BRANO PROPOSTO:

È un classico. Il ritorno della luce primaverile fa affiorare in ciascuno di noi la voglia di rinascita. E, perchè no, di bellezza. Specie quando lo specchio denuncia impietosamente la comparsa dei segni della stanchezza e dell’età. D’obbligo una visita dal medico estetico per un restyling delicato ma visibile. Quale tecnica di ringiovanimento scegliere? Oggi questa domanda non è più necessaria, visto che si può puntare su un mix di tecniche mirate. Una proposta in 3 step.

1 – Rigenerare la pelle stanca, stressata e disidratata con una biorivitalizzazione ad hoc. Si effettuano una serie di microiniezioni su superfici diffuse di viso, collo e décolleté. Tra i prodotti più indicati: Teosyal® PureSense Redensity I, che idrata a fondo i tessuti, migliora la texture della pelle, contrastando i radicali liberi. Alla base della formula, acido jaluronico non cross-linkato con l’aggiunta di un complesso ridensificante e antietà formato da antiossidanti, minerali, vitamine e amminoacidi. Più un tocco di lidocaina dall’effetto anestetico per un maggior comfort del paziente durante il trattamento.

2 – Ridefinire l’ovale e attenuare le rughe del viso, in particolare, nasogeniene, frontali, perioculari e del collo, grazie ai nuovi fili riassorbibili di polidiossanone, materiale ampiamente collaudato, che non provoca reazioni allergiche o di altro tipo. Lo specialista li introduce mediante aghi sottilissimi e indolori, ricreando una sorta di rete sotto il derma. Ogni filo misura circa 3 cm e ne servono mediamente dieci per ogni area trattata. In genere, per ottenere un effetto lifting complessivo, si interviene su tre diverse zone del viso: mandibola, guance e zigomi. Il risultato si vede subito e dura fino a 6 mesi. Non solo: dissolvendosi in maniera graduale, i fili stimolano la sintesi di nuovo collagene, a tutto vantaggio dell’elasticità e del turgore cutanei. Il trattamento è sicuro, non lascia tagli, nè cicatrici.

LE TUE ISTRUZIONI: Prosegui il brano sui trattamenti di ringiovanimento del viso qui sopra, riprendendo subito dopo la sua ultima frase.

DATI FORNITI:
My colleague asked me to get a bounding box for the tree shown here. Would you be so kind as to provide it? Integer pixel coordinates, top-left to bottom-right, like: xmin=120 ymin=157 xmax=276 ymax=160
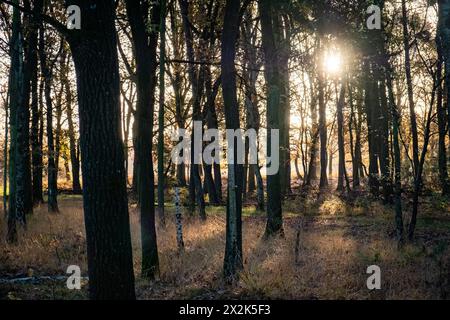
xmin=6 ymin=1 xmax=25 ymax=242
xmin=158 ymin=0 xmax=167 ymax=224
xmin=65 ymin=0 xmax=135 ymax=299
xmin=259 ymin=0 xmax=283 ymax=237
xmin=39 ymin=22 xmax=59 ymax=212
xmin=221 ymin=0 xmax=243 ymax=281
xmin=126 ymin=0 xmax=161 ymax=279
xmin=436 ymin=1 xmax=450 ymax=195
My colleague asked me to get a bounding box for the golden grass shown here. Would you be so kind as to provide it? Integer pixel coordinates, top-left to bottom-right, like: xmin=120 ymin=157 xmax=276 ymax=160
xmin=0 ymin=196 xmax=449 ymax=299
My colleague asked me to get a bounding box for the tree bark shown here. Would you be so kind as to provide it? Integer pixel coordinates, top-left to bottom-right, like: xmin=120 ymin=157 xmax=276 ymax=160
xmin=68 ymin=0 xmax=135 ymax=300
xmin=126 ymin=0 xmax=161 ymax=279
xmin=259 ymin=0 xmax=284 ymax=237
xmin=221 ymin=0 xmax=243 ymax=282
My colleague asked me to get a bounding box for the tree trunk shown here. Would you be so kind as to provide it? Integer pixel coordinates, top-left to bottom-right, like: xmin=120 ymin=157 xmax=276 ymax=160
xmin=337 ymin=84 xmax=345 ymax=191
xmin=6 ymin=0 xmax=23 ymax=243
xmin=436 ymin=1 xmax=450 ymax=196
xmin=68 ymin=0 xmax=135 ymax=299
xmin=126 ymin=0 xmax=161 ymax=279
xmin=259 ymin=0 xmax=284 ymax=237
xmin=39 ymin=28 xmax=59 ymax=212
xmin=221 ymin=0 xmax=243 ymax=282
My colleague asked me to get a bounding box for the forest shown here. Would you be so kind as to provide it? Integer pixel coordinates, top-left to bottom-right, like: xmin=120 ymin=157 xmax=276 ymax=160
xmin=0 ymin=0 xmax=450 ymax=300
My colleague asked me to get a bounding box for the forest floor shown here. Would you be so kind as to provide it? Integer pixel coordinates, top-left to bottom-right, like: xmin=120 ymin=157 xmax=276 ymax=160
xmin=0 ymin=185 xmax=450 ymax=299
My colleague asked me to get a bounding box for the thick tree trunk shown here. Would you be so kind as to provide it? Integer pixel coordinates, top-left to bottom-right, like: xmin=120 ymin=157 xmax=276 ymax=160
xmin=63 ymin=74 xmax=81 ymax=193
xmin=68 ymin=0 xmax=135 ymax=299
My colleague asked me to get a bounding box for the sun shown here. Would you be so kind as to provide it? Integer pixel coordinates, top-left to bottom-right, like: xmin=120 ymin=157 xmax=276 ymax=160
xmin=324 ymin=51 xmax=342 ymax=74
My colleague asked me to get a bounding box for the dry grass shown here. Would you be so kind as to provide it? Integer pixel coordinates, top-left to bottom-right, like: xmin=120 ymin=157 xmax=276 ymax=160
xmin=0 ymin=192 xmax=450 ymax=299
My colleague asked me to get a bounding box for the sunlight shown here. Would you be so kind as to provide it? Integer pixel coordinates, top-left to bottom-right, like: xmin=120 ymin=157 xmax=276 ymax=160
xmin=324 ymin=51 xmax=342 ymax=74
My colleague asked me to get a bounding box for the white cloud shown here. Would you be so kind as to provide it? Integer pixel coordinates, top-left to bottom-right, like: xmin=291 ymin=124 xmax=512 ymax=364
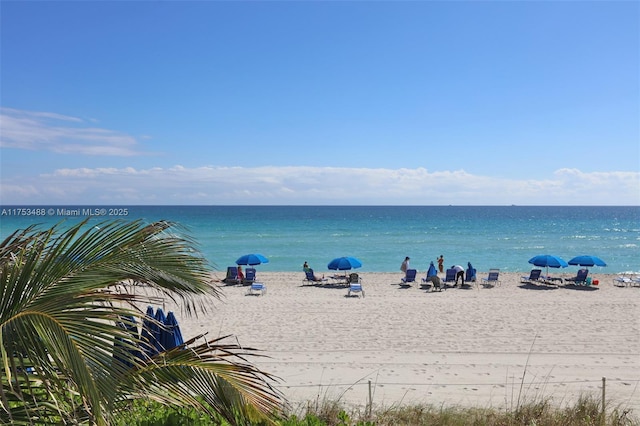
xmin=0 ymin=165 xmax=640 ymax=205
xmin=0 ymin=108 xmax=146 ymax=157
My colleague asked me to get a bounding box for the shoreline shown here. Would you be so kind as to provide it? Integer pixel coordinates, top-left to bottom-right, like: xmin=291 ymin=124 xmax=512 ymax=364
xmin=158 ymin=272 xmax=640 ymax=412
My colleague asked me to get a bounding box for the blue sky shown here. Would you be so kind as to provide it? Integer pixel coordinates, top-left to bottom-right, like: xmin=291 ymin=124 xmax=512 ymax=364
xmin=0 ymin=1 xmax=640 ymax=205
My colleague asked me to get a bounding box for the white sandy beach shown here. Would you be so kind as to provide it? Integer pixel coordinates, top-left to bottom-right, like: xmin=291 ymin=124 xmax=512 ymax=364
xmin=161 ymin=267 xmax=640 ymax=413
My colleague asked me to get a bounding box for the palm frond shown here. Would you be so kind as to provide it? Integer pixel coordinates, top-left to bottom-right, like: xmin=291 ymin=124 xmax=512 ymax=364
xmin=0 ymin=220 xmax=282 ymax=424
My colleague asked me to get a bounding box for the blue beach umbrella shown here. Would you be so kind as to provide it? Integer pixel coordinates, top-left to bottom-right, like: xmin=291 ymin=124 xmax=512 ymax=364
xmin=140 ymin=306 xmax=158 ymax=358
xmin=529 ymin=254 xmax=569 ymax=275
xmin=152 ymin=308 xmax=167 ymax=352
xmin=327 ymin=257 xmax=362 ymax=271
xmin=568 ymin=254 xmax=607 ymax=266
xmin=236 ymin=253 xmax=269 ymax=266
xmin=160 ymin=312 xmax=184 ymax=350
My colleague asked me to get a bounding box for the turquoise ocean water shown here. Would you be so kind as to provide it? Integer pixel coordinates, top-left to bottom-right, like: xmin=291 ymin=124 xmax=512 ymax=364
xmin=0 ymin=206 xmax=640 ymax=273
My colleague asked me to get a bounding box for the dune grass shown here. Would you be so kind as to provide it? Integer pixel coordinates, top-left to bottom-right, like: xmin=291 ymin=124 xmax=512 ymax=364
xmin=118 ymin=397 xmax=640 ymax=426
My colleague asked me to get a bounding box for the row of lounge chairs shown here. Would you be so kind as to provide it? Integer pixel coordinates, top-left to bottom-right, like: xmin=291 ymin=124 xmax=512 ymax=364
xmin=520 ymin=268 xmax=591 ymax=286
xmin=222 ymin=266 xmax=267 ymax=295
xmin=400 ymin=268 xmax=500 ymax=290
xmin=302 ymin=269 xmax=364 ymax=297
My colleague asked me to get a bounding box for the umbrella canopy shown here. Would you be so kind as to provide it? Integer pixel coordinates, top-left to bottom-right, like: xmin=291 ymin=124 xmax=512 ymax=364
xmin=529 ymin=254 xmax=569 ymax=268
xmin=236 ymin=253 xmax=269 ymax=266
xmin=568 ymin=254 xmax=607 ymax=266
xmin=327 ymin=257 xmax=362 ymax=271
xmin=427 ymin=262 xmax=438 ymax=278
xmin=529 ymin=254 xmax=569 ymax=275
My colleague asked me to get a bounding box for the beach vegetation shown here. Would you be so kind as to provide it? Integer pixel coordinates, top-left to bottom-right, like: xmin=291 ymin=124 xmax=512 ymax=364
xmin=100 ymin=397 xmax=640 ymax=426
xmin=0 ymin=218 xmax=283 ymax=425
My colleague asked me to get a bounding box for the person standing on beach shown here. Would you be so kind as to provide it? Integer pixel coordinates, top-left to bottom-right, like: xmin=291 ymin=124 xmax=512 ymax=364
xmin=400 ymin=256 xmax=409 ymax=275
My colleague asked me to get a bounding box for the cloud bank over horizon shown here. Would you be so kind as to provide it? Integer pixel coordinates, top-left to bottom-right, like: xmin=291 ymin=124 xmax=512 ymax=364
xmin=0 ymin=165 xmax=640 ymax=205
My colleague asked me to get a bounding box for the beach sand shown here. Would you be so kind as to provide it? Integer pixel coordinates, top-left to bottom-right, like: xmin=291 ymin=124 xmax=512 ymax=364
xmin=160 ymin=272 xmax=640 ymax=413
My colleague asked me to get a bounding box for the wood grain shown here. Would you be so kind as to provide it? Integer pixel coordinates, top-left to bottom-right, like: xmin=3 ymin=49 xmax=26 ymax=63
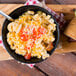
xmin=0 ymin=4 xmax=76 ymax=76
xmin=0 ymin=60 xmax=44 ymax=76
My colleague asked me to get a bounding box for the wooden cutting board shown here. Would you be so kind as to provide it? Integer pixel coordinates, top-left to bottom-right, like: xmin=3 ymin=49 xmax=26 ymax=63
xmin=0 ymin=4 xmax=76 ymax=60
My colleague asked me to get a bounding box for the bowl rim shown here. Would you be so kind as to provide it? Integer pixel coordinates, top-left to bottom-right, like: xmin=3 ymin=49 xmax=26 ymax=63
xmin=1 ymin=5 xmax=60 ymax=64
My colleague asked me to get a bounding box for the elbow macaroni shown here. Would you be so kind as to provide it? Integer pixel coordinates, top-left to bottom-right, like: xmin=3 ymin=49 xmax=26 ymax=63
xmin=7 ymin=11 xmax=56 ymax=59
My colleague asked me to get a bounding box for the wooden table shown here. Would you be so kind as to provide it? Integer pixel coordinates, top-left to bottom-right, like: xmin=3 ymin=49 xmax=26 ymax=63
xmin=0 ymin=4 xmax=76 ymax=76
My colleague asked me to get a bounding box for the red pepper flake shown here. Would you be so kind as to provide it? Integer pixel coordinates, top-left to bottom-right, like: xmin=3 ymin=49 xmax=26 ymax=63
xmin=26 ymin=2 xmax=29 ymax=5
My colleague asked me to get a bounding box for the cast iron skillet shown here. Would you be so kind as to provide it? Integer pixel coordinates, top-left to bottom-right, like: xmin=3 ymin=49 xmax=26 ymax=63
xmin=2 ymin=5 xmax=59 ymax=63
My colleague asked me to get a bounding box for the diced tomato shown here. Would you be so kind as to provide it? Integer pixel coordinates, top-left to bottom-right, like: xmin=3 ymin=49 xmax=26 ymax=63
xmin=24 ymin=53 xmax=31 ymax=60
xmin=38 ymin=27 xmax=46 ymax=34
xmin=46 ymin=42 xmax=54 ymax=51
xmin=33 ymin=28 xmax=37 ymax=38
xmin=20 ymin=34 xmax=29 ymax=41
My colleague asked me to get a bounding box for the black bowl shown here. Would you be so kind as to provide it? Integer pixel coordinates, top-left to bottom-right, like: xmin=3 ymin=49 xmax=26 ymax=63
xmin=2 ymin=5 xmax=59 ymax=63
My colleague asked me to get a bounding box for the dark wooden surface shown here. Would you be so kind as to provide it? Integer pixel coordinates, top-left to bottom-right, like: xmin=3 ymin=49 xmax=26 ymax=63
xmin=0 ymin=0 xmax=76 ymax=4
xmin=0 ymin=0 xmax=76 ymax=76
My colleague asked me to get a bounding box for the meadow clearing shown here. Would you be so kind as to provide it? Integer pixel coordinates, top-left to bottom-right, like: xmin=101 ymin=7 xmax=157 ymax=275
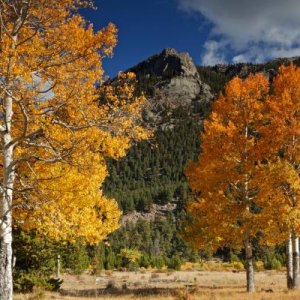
xmin=14 ymin=270 xmax=300 ymax=300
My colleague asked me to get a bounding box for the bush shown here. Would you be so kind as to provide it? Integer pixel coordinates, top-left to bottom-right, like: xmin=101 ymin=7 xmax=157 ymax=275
xmin=151 ymin=257 xmax=165 ymax=270
xmin=254 ymin=260 xmax=265 ymax=271
xmin=264 ymin=257 xmax=282 ymax=270
xmin=232 ymin=261 xmax=244 ymax=270
xmin=14 ymin=271 xmax=63 ymax=293
xmin=168 ymin=255 xmax=182 ymax=271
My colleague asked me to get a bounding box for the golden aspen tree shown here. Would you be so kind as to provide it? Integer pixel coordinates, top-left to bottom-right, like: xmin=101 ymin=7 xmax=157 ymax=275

RISPOSTA ESERCIZIO:
3 – Uniformare il colorito, eliminando pori dilatati, macchie brune e couperose con la luce pulsata o o IPL (Intense Pulsed Light). Spesso confusa con il laser, è una tecnica, nata alla fine degli anni ’90 che, grazie all’emissione di energia luminosa, permette di colpire la zona interessata senza ledere i tessuti circostanti.
Il macchinario emette, infatti, una luce policromatica in un ampio spettro di lunghezze d’onda comprese tra 500 e 1200 nm (alcuni apparecchi di ultima generazione possono andare anche da 390 a 1200 nm). Anche in questo caso, il flash luminoso è in grado di stimolare in maniera non invasiva i fibroblasti, inducendo la produzione di nuove fibre di collagene, responsabili della compattezza dei tessuti.